» Selected passage:

GRAND RAPIDS, Mich. (AP) — Five of the men accused in a plot to kidnap Michigan Gov. Gretchen Whitmer will return to federal court Friday as a hearing on whether there is enough evidence to charge them continues.
A federal judge also plans to consider whether two of the men, including the Michigan man described by federal authorities as the ringleader of the effort, should remain in jail before trial.
U.S. Magistrate Judge Sally Berens on Tuesday ordered Kaleb Franks, Daniel Harris and Brandon Caserta held without bond until trial, saying their repeated participation in discussions about abducting Michigan’s Democratic governor and surveillance of Whitmer’s vacation home validated the decision. Berens is scheduled to make bond decisions Friday for Adam Fox and Ty Garbin.
A sixth man, Delaware resident Barry Croft, was separately ordered to be transferred to Michigan earlier this week.

» Records:
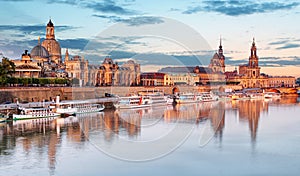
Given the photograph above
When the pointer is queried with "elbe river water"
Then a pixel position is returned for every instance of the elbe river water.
(245, 137)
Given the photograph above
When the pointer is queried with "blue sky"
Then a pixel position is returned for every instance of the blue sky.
(159, 33)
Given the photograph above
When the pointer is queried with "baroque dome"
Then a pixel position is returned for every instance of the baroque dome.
(52, 46)
(39, 52)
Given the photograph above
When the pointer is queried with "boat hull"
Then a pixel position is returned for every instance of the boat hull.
(29, 116)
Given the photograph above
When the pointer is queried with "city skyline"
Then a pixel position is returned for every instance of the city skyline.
(79, 24)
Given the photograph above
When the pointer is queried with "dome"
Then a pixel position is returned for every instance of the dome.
(52, 46)
(39, 52)
(50, 24)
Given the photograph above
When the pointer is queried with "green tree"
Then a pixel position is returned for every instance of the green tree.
(7, 68)
(298, 81)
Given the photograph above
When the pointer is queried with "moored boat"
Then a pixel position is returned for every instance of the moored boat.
(134, 101)
(78, 107)
(188, 98)
(208, 96)
(272, 95)
(3, 118)
(35, 113)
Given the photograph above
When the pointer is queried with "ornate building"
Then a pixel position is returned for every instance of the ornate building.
(51, 44)
(26, 67)
(217, 63)
(111, 73)
(77, 67)
(249, 75)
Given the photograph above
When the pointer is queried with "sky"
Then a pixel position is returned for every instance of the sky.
(159, 33)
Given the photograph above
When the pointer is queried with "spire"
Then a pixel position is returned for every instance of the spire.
(67, 55)
(220, 53)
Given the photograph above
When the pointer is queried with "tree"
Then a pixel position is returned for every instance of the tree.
(298, 81)
(7, 68)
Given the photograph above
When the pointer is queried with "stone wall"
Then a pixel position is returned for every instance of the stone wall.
(38, 94)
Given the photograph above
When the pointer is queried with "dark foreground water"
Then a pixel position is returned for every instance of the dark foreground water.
(220, 138)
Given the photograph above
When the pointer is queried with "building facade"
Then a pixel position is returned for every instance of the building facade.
(77, 67)
(217, 63)
(152, 79)
(249, 75)
(26, 67)
(110, 73)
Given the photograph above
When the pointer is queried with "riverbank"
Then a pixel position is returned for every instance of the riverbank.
(39, 94)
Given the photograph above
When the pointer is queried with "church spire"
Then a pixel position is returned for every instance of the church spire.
(50, 30)
(67, 55)
(220, 48)
(220, 42)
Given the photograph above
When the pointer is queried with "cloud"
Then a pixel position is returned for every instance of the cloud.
(268, 61)
(133, 21)
(36, 30)
(286, 43)
(239, 7)
(104, 6)
(289, 46)
(77, 43)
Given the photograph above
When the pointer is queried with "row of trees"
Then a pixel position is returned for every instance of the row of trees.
(7, 68)
(12, 81)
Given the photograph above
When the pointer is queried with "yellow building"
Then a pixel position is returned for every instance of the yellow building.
(51, 44)
(281, 81)
(250, 77)
(77, 67)
(181, 78)
(249, 74)
(26, 67)
(111, 73)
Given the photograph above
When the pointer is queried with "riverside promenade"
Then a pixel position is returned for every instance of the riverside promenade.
(48, 94)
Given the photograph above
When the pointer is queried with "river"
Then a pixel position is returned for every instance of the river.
(245, 137)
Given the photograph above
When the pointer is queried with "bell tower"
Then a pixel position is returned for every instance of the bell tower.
(50, 30)
(221, 57)
(253, 68)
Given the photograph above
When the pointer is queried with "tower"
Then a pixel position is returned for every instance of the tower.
(67, 55)
(52, 45)
(253, 59)
(217, 63)
(50, 30)
(221, 57)
(253, 68)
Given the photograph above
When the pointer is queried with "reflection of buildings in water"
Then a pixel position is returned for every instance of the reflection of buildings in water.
(286, 100)
(251, 110)
(186, 113)
(40, 135)
(215, 112)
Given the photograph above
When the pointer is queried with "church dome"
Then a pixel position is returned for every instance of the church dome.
(39, 52)
(53, 47)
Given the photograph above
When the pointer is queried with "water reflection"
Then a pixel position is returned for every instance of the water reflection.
(43, 138)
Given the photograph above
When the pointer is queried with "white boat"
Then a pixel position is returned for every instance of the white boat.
(272, 95)
(3, 117)
(157, 98)
(78, 107)
(35, 113)
(134, 101)
(208, 96)
(188, 98)
(255, 96)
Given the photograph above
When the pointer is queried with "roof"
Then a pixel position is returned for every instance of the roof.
(39, 51)
(50, 24)
(177, 70)
(27, 66)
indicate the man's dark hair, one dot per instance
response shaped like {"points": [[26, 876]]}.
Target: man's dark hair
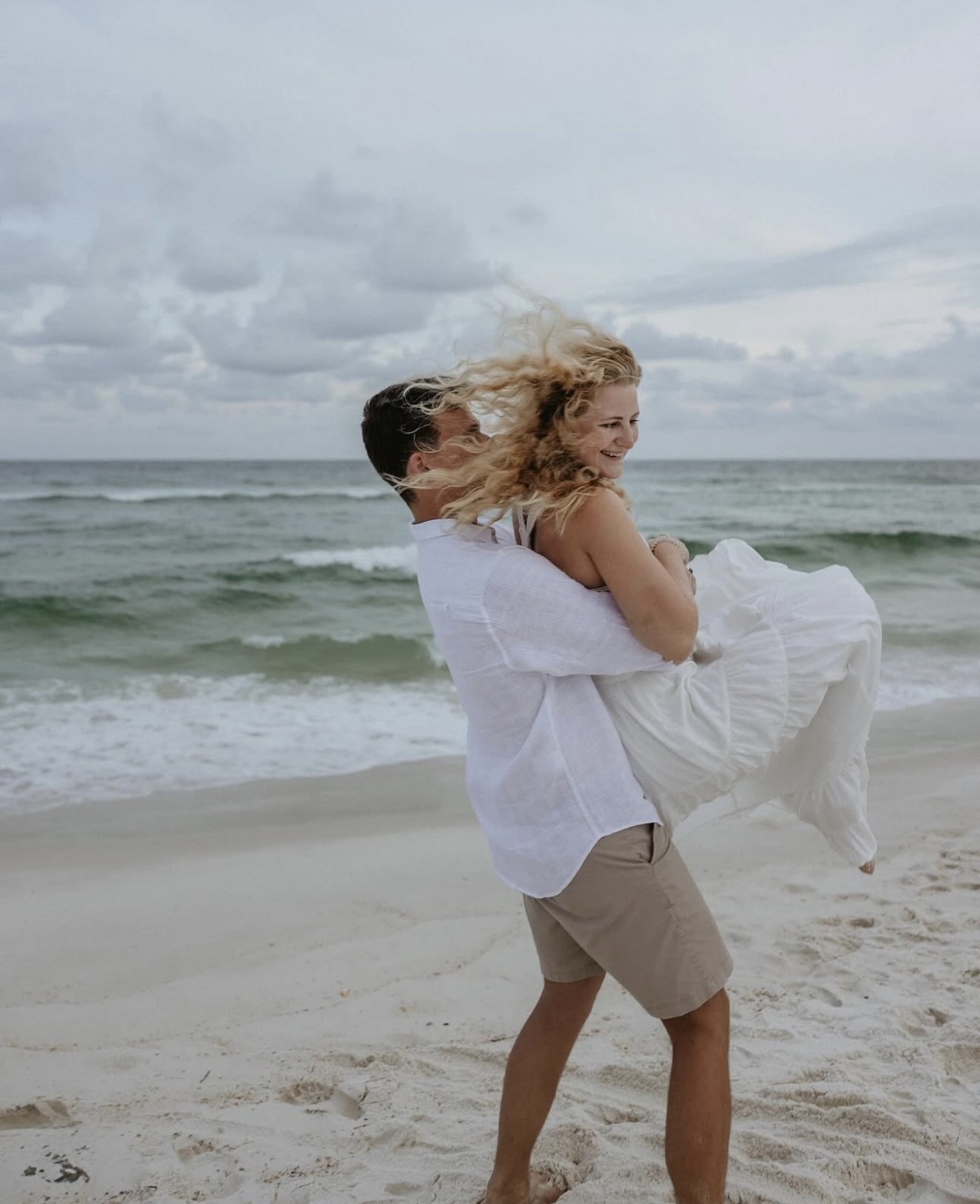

» Your goal:
According to the news report on the plot to kidnap Gov. Gretchen Whitmer, which three men did U.S. Magistrate Judge Sally Berens order held without bond until trial? The items have no connection to the news report.

» Your response:
Kaleb Franks, Daniel Harris and Brandon Caserta.